- Problems to work on -
1: In the sponsorship profile of Dinah, who were the two volunteers who gave her special help?
2: Echo the part of the sponsorship profile of Dinah between "Meet today’s featured" and "time (see updates!).", inclusive.
3: Write what comes next in the sponsorship profile of Dinah, starting after its last sentence.

Meet today’s featured child of the day in SCH’s sponsorship fundraising program: *Dinah!
*Dinah is 4 years old and sooo pretty. She is an adorable, giggly girl whose smile lights up a room! She has nystagmus, which means her eyes move involuntarily (shaking motion), and it may be affecting her vision. Other needs are undiagnosed at this time (see updates!).
*Dinah learned to army crawl and walk with a walker this summer! She received special help through two volunteers, Nikki and Sarah, in what was called ‘Ability Camp’, where they learned new skills that will carry far beyond the scope of the month they spent in the program.
With lots of practice and help, *Dinah now cruises around quickly, which is helping keep her from becoming bedridden. It is so beneficial for as many of these children to be mobile as possible, so they are not destined to live life lying on a bed! It is great for strengthening weak muscles and helps them be independent. There is also the possibility of *Dinah being adopted someday!
Dinah is fully-sponsored, but other kids at SCH are not.
To inquire about the sponsorship needs of any child and possibly sponsor one of them, refer to the resources below.
From her sponsorship page:
Birth Date: April 2008
Date to SCH: December 2009
Other Details About Me: I have nystagmus [and cerebral palsy]. I am a giggly, smiley, adorable girl. As of July 2012, thanks to special attention by recent volunteers, I have made progress toward being able to walk by myself.
Spread the word, sponsor a child.
An important part of SCH’s work is YOU! SCH relies on donations to keep running. Donation opportunities include child sponsors at any cost per month, from as low as $25/month. Sponsorship usually costs between $300 and $500 per child, depending on complexity of needs and in which city they live (Ongole or Hyderabad).

- Material shown -
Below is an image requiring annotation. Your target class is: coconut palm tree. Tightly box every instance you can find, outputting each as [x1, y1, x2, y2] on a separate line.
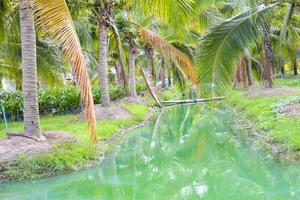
[19, 0, 42, 139]
[15, 0, 96, 141]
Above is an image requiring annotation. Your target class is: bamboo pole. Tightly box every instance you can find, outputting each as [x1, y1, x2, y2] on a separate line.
[161, 97, 225, 105]
[140, 67, 162, 108]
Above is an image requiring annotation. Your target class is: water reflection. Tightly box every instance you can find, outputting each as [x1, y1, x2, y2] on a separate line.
[0, 106, 300, 200]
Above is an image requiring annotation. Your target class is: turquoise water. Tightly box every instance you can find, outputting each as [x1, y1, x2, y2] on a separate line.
[0, 105, 300, 200]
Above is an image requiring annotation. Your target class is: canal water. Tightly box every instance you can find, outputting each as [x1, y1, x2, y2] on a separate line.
[0, 104, 300, 200]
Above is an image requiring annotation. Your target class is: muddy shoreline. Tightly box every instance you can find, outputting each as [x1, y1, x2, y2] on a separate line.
[232, 107, 300, 164]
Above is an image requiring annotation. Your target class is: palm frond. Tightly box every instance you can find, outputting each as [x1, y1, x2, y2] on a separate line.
[140, 28, 197, 84]
[34, 0, 96, 142]
[196, 4, 277, 94]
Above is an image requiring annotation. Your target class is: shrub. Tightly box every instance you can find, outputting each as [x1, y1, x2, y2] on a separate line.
[0, 85, 126, 120]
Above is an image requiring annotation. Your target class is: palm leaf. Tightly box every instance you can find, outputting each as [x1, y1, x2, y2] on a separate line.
[196, 4, 277, 94]
[34, 0, 96, 142]
[140, 28, 197, 84]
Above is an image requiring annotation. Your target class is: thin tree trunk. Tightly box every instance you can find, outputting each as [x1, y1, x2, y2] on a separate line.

- Outputs in order -
1: Nikki and Sarah.

2:
Meet today’s featured child of the day in SCH’s sponsorship fundraising program: *Dinah!
*Dinah is 4 years old and sooo pretty. She is an adorable, giggly girl whose smile lights up a room! She has nystagmus, which means her eyes move involuntarily (shaking motion), and it may be affecting her vision. Other needs are undiagnosed at this time (see updates!).

3:
You can sponsor any child who needs additional funding at SCH by using the resources found here. Use these resources to get involved in other ways, such as becoming an advocate or volunteering. You can also become a medical sponsor (ideal for large groups or organizations who wish to support SCH) and donate toward monthly emergency medical expenses; or become an educational sponsor and donate toward a specific on-site school. Learn about other ways to give charitably to SCH here, and check back often for additional opportunities. You can send gifts via Amazon India, make a one-time, general donation, pray if that is your calling, or volunteer at home or in India yourself.
*A note about names: SCH uses online nicknames for the children in order to protect their identity, per Indian government guidelines which state that children in care may not have identifying photos of them on the internet, as well as no identifying information such as birth name, place of origin, etc.